▸ TASK REQUIREMENTS:
The output should consist solely of the line containing "Could you point out the blue" and all lines after it through the final line of the entries below, reproduced exactly.

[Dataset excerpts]
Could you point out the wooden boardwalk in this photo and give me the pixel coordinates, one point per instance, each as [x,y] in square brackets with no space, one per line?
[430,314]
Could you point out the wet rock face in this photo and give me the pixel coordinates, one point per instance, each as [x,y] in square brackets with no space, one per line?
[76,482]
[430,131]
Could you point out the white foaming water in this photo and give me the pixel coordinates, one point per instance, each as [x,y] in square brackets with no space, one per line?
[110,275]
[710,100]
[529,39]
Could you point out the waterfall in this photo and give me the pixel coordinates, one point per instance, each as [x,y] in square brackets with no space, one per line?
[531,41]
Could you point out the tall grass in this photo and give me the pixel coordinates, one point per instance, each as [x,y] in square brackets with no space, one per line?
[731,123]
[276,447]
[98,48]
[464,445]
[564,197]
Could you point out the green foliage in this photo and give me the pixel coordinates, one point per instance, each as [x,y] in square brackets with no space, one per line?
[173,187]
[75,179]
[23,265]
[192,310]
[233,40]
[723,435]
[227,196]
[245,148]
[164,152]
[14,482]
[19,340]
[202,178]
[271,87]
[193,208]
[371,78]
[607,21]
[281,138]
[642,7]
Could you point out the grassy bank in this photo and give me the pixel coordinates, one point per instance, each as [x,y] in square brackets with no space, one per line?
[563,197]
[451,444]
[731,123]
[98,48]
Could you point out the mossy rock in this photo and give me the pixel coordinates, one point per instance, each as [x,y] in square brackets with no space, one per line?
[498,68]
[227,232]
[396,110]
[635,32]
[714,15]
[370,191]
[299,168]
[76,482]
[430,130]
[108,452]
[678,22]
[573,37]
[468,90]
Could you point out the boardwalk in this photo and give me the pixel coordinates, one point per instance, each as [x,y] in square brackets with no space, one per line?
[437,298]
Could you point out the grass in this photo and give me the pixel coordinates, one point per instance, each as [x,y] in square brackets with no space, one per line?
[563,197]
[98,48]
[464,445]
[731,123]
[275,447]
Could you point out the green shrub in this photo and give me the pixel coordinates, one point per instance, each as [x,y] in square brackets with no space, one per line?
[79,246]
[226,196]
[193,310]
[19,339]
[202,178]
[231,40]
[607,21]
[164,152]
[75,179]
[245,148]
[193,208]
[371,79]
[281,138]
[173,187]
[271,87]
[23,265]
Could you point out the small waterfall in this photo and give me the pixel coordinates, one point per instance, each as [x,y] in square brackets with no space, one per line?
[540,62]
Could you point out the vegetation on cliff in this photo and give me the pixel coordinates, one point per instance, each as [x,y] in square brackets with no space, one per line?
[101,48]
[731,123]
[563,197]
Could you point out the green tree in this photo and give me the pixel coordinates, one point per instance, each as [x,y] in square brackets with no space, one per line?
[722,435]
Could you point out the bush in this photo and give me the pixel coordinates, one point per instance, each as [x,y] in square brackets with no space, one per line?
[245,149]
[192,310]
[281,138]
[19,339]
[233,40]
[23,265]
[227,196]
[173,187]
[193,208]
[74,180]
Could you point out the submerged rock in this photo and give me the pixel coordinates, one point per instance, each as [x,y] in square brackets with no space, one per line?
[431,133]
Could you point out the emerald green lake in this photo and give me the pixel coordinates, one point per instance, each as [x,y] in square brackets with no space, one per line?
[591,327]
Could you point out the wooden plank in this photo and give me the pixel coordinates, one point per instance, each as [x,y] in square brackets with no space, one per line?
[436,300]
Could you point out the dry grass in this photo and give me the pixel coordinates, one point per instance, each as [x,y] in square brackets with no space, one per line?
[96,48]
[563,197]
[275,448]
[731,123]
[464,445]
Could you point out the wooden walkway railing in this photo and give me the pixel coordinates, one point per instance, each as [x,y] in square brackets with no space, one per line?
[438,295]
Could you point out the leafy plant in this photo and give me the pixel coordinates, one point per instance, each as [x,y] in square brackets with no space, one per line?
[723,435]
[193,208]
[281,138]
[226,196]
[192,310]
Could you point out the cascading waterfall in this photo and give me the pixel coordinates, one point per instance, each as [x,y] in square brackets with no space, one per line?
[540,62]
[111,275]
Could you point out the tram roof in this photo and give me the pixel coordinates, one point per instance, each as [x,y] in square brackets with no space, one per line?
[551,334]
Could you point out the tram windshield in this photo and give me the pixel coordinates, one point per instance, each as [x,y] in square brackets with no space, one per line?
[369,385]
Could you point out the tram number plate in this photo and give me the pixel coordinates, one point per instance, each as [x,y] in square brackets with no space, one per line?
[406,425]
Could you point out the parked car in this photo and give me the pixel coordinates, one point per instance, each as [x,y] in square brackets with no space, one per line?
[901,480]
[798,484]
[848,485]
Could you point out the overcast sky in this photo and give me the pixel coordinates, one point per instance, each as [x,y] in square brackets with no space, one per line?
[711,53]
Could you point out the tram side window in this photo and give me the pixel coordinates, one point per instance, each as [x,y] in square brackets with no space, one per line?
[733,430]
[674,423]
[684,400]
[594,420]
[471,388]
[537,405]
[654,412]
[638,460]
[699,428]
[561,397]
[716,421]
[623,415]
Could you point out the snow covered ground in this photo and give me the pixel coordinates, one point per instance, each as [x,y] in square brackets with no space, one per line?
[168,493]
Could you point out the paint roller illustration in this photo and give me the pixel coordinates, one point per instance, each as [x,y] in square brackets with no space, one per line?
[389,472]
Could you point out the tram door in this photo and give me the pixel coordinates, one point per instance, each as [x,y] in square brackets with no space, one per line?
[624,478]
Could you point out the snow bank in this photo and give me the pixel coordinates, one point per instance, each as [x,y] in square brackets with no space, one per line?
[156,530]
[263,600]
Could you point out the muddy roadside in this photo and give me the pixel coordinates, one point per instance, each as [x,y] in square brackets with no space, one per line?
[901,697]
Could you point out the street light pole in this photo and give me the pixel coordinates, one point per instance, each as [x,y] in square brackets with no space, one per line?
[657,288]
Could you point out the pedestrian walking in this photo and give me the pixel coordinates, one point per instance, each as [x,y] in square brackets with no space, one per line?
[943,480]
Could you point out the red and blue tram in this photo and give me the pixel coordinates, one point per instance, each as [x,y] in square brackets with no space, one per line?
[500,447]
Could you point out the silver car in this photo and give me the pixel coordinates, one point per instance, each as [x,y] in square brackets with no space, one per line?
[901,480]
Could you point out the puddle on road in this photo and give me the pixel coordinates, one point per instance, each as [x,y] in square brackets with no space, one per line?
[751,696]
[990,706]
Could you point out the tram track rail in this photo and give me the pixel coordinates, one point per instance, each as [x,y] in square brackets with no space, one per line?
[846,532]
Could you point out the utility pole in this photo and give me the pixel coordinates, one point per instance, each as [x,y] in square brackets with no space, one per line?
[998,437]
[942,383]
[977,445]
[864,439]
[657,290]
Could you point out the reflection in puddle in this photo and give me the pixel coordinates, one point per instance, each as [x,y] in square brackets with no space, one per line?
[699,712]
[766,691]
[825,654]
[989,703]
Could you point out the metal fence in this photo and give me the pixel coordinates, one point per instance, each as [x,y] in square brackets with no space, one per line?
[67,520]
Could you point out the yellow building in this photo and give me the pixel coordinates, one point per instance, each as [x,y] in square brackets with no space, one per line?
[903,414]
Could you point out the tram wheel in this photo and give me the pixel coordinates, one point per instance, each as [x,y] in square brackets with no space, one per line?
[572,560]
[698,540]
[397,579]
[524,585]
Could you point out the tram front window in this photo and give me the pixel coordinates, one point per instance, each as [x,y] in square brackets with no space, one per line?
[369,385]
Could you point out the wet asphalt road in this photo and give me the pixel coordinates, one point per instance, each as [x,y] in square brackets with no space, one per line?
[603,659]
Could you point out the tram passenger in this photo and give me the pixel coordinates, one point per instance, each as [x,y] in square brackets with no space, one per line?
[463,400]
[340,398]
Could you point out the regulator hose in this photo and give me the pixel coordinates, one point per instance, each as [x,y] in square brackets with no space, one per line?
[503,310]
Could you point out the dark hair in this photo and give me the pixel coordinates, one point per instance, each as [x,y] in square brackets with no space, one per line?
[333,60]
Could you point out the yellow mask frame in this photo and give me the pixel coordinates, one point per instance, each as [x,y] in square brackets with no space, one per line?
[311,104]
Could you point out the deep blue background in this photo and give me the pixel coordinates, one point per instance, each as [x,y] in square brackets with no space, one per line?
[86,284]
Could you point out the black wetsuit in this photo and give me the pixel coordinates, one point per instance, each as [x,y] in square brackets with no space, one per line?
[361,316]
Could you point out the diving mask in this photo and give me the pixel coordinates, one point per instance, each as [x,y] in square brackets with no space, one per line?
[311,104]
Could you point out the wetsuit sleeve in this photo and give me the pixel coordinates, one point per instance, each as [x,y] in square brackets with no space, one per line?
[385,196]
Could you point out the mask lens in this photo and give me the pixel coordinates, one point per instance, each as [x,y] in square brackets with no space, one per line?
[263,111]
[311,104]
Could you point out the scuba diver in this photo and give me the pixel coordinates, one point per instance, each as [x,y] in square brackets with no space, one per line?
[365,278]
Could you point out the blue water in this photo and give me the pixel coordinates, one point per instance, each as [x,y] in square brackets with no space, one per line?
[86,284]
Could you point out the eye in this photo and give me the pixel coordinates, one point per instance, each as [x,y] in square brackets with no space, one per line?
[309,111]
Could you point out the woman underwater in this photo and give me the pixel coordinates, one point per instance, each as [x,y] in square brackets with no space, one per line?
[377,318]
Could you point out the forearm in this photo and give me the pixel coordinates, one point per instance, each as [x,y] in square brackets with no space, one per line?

▸ RESPONSE TO THIS EXERCISE:
Could you point out the blue water in this photo and give me the pixel coordinates, one point per instance, each as [x,y] in square brackets with no space, one per line?
[86,284]
Could you point out the eye in this photo and give me the pixel coordinates, one point per instance, each as [x,y] in square brackets with no space, one per line?
[309,111]
Could you point out the woman underwater in this photo and give me the pixel coordinates, one point per instance, each as [x,y] in square brackets with no space, one per line?
[377,318]
Could you point out the forearm in this photo and give me the pixel coordinates, one point per instance, each as [x,y] in square brackets with no space, one per line?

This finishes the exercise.